[Begin Text]

History
- New session started: To convene on July 28, 2025

Leadership
- Chairman: Vacant
- Minority Leader: Vacant

Website
- Committee on People Participation

= Philippine House Committee on People Participation =

Standing committee of the House of Representatives of the Philippines

The Philippine House Committee on People Participation, or House People Participation Committee is a standing committee of the Philippine House of Representatives.

[End Text]
[Begin Available data]

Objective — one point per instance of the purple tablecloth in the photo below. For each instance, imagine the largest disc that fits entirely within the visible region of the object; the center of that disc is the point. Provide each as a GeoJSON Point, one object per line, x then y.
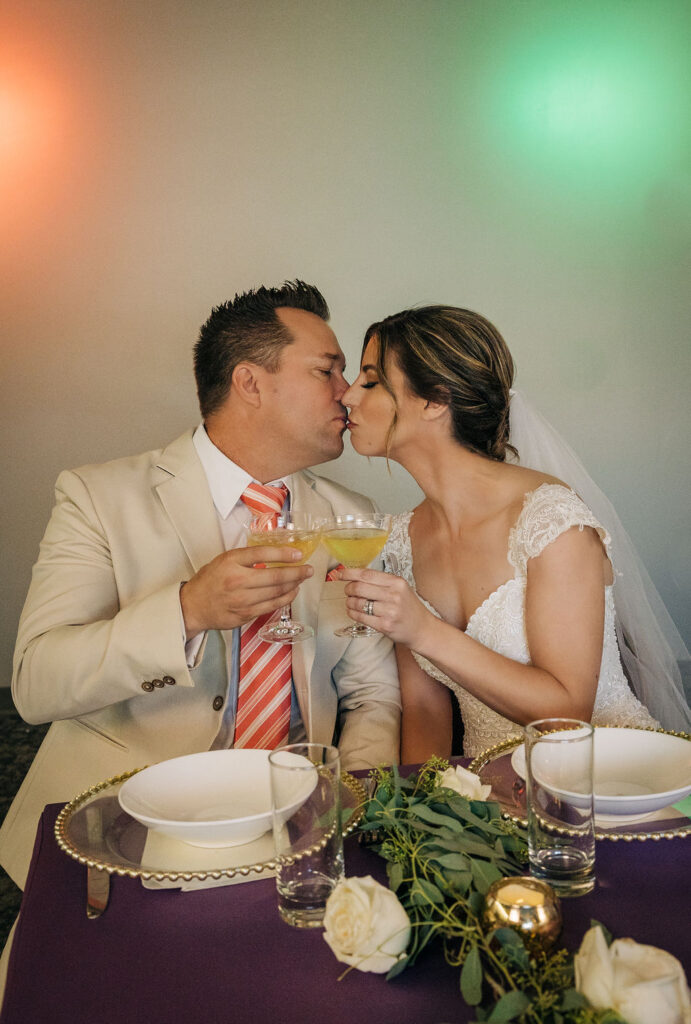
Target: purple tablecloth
{"type": "Point", "coordinates": [224, 955]}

[End Available data]

**Aim of the task:**
In the committee text above, shorten the paragraph that begins "The Philippine House Committee on People Participation" while keeping its main facts.

**Exercise response:**
The Philippine House Committee on People Participation (House People Participation Committee) is a standing committee of the Philippine House of Representatives.